— Aufgabenstellung —
Zeige jede Zeile der Einträge, in der die Zeichenfolge „foreground“ vorkommt. Groß- und Kleinschreibung ist dabei zu beachten.

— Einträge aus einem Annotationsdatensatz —
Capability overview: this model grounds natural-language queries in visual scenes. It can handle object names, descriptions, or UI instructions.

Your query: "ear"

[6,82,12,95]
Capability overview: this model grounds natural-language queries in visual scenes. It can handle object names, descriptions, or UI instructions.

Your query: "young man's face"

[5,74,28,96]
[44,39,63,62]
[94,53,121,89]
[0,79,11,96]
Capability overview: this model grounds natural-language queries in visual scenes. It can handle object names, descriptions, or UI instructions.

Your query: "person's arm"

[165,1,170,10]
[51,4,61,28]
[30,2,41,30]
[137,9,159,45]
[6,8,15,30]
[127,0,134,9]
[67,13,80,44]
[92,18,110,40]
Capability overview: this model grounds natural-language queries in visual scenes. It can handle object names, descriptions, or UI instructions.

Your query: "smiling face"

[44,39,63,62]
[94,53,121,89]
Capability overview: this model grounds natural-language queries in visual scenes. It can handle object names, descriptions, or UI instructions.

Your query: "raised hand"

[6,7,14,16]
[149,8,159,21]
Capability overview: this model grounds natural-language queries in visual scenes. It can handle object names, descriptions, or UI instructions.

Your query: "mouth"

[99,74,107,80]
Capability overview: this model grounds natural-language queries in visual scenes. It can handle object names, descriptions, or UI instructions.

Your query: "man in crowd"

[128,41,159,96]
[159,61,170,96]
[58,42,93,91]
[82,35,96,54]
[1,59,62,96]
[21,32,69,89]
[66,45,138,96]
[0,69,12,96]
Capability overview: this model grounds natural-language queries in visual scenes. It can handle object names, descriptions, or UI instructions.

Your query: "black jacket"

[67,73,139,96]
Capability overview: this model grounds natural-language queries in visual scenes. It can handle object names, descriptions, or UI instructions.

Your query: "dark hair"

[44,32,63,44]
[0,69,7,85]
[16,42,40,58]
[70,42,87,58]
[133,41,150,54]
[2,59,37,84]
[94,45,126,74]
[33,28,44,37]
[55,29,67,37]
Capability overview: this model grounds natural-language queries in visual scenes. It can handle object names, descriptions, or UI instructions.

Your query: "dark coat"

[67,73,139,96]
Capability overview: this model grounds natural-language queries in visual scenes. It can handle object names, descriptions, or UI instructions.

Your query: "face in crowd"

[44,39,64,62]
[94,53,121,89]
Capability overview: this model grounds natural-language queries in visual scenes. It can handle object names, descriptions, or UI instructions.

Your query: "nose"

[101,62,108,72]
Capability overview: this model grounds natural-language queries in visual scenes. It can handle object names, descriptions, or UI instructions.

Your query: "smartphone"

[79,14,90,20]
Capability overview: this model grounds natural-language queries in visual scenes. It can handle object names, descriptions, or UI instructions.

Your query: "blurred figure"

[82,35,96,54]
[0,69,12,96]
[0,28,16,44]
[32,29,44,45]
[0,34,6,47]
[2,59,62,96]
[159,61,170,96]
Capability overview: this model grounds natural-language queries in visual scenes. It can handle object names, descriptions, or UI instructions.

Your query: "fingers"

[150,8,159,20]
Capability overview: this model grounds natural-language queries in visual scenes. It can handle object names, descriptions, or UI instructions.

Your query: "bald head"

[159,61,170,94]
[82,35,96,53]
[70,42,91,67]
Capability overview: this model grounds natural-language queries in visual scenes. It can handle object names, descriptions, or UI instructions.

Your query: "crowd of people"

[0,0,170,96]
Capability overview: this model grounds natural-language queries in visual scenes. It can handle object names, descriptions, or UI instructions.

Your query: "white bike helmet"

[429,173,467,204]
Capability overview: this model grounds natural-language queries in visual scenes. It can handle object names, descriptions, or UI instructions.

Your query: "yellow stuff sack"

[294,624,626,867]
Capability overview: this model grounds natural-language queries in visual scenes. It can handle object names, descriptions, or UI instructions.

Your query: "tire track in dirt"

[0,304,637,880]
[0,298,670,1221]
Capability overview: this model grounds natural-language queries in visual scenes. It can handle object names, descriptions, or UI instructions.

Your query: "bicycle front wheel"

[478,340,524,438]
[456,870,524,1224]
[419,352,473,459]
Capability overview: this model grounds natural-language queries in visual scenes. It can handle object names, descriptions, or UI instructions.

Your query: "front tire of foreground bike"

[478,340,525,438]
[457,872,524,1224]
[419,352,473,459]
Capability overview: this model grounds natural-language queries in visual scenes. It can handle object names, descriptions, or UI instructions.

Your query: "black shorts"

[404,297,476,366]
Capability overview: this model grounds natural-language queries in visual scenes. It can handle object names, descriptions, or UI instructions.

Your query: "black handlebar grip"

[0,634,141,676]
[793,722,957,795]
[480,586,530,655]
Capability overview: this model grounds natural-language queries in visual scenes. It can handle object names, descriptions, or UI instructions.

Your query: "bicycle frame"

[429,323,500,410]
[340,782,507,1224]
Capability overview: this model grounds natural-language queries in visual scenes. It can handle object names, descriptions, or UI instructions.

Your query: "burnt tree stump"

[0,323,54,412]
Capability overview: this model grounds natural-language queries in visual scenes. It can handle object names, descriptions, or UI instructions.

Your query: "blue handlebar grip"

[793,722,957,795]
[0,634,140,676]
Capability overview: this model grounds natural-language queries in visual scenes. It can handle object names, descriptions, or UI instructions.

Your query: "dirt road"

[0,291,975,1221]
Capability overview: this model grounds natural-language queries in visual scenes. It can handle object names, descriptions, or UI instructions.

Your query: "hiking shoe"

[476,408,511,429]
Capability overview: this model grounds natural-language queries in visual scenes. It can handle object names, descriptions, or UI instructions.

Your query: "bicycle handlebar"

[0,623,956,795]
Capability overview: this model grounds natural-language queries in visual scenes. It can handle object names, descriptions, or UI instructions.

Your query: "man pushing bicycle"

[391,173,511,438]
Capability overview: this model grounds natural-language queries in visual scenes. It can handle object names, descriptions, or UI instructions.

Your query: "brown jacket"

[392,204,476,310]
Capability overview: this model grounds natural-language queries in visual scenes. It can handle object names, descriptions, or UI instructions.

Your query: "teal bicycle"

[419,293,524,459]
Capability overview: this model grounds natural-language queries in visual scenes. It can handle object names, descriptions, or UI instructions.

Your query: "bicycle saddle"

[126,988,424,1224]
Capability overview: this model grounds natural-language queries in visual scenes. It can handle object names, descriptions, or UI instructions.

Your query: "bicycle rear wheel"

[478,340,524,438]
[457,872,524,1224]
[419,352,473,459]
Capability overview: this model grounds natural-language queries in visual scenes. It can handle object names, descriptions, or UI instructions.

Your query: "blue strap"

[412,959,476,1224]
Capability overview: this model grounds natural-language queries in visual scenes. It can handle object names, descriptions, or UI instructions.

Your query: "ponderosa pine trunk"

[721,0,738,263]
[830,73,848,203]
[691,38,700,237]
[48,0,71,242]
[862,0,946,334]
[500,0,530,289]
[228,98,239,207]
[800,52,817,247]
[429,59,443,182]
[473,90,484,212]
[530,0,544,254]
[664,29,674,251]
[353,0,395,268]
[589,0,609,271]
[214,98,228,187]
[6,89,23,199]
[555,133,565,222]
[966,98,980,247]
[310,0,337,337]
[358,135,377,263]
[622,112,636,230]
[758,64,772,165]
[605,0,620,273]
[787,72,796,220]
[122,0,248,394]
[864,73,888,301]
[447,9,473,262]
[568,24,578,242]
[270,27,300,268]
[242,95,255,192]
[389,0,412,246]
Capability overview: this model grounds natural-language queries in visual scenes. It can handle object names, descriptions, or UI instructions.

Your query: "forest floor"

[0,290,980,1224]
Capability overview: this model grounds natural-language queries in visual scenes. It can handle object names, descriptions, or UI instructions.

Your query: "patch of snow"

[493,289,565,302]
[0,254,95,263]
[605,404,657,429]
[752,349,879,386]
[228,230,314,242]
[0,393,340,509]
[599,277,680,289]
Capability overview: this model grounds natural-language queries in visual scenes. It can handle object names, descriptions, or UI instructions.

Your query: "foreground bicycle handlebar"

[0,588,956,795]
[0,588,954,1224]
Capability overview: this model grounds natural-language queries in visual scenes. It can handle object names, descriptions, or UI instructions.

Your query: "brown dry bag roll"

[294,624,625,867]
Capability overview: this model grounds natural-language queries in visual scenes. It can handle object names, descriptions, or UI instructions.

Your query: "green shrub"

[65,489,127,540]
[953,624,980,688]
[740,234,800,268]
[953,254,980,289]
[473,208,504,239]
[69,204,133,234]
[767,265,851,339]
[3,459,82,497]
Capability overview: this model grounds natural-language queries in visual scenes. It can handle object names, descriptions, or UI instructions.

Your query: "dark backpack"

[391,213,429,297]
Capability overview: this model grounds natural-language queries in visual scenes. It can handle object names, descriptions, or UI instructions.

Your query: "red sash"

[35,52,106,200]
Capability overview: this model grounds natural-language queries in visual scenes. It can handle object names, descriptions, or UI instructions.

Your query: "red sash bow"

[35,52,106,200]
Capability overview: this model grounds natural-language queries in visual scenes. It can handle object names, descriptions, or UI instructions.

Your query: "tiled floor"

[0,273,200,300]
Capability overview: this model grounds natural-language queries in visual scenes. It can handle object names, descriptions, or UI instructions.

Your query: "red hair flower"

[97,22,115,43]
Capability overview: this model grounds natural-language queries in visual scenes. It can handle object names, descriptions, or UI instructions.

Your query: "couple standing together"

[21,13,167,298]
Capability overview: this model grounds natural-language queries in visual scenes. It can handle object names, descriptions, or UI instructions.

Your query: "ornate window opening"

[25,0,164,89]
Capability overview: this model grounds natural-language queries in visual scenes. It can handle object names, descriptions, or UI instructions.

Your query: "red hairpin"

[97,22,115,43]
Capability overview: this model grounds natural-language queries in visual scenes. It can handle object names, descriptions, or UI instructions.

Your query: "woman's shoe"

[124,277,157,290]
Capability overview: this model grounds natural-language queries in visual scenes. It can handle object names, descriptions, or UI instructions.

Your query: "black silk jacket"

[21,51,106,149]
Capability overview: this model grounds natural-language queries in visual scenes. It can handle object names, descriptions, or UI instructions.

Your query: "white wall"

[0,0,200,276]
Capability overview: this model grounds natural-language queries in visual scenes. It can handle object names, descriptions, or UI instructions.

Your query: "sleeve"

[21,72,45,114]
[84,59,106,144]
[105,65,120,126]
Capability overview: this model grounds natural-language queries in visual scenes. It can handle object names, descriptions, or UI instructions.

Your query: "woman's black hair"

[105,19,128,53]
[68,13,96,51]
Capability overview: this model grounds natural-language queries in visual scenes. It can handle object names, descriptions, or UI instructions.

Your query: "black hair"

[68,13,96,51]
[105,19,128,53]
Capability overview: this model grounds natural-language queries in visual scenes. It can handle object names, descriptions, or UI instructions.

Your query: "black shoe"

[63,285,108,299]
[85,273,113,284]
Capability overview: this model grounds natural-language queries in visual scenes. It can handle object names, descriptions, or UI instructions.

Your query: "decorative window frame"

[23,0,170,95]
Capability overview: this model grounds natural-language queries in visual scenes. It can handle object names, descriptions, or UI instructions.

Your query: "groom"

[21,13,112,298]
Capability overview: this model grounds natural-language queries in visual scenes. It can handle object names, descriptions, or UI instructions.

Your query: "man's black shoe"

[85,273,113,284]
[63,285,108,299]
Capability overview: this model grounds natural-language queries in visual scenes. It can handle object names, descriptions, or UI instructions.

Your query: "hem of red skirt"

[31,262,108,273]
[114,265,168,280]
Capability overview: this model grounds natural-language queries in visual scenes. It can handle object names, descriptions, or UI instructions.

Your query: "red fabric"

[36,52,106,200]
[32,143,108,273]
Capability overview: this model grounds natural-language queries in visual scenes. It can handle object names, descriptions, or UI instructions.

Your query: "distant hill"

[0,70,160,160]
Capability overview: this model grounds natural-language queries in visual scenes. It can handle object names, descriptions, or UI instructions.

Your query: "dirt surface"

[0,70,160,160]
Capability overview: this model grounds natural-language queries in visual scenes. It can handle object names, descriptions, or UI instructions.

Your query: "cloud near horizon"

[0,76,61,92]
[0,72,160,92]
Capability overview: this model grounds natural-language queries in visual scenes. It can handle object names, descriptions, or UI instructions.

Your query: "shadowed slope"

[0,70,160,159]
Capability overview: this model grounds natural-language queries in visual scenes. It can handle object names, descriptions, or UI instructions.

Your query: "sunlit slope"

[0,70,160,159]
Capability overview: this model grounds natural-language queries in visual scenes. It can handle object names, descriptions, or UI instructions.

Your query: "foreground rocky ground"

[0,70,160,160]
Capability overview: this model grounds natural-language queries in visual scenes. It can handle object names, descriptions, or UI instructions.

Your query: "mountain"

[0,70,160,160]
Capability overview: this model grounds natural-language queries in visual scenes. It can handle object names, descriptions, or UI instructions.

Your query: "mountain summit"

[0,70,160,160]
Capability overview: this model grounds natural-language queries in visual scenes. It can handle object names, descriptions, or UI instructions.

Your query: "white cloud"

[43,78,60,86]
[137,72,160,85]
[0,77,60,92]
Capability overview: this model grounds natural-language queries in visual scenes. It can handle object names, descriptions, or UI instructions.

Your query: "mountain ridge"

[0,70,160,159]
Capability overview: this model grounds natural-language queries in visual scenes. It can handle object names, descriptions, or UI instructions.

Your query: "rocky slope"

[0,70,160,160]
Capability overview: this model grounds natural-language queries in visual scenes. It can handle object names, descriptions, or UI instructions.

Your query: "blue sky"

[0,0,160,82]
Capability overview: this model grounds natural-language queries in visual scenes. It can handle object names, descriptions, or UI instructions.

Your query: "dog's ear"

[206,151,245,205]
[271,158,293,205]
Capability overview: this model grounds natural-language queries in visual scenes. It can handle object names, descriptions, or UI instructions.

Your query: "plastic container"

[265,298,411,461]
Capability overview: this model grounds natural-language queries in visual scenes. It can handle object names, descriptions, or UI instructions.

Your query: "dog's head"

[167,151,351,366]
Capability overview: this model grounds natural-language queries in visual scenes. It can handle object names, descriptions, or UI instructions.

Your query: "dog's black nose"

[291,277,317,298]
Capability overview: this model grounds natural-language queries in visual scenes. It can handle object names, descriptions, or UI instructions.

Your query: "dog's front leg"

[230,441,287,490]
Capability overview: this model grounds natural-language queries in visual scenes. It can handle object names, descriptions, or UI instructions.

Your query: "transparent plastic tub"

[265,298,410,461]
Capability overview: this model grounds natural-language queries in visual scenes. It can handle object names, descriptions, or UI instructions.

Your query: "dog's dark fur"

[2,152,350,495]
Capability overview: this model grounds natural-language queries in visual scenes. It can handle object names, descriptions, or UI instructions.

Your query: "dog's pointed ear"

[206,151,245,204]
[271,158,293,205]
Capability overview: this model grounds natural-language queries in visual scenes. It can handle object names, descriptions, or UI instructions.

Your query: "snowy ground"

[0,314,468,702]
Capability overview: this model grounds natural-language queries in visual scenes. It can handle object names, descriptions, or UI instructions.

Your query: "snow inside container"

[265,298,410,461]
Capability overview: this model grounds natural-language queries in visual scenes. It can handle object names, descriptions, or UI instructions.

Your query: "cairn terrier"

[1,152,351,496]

— Ergebnis der Aufgabe —
Your query: "front tire of foreground bike"
Your query: "foreground bicycle handlebar"
Your query: "foreground rocky ground"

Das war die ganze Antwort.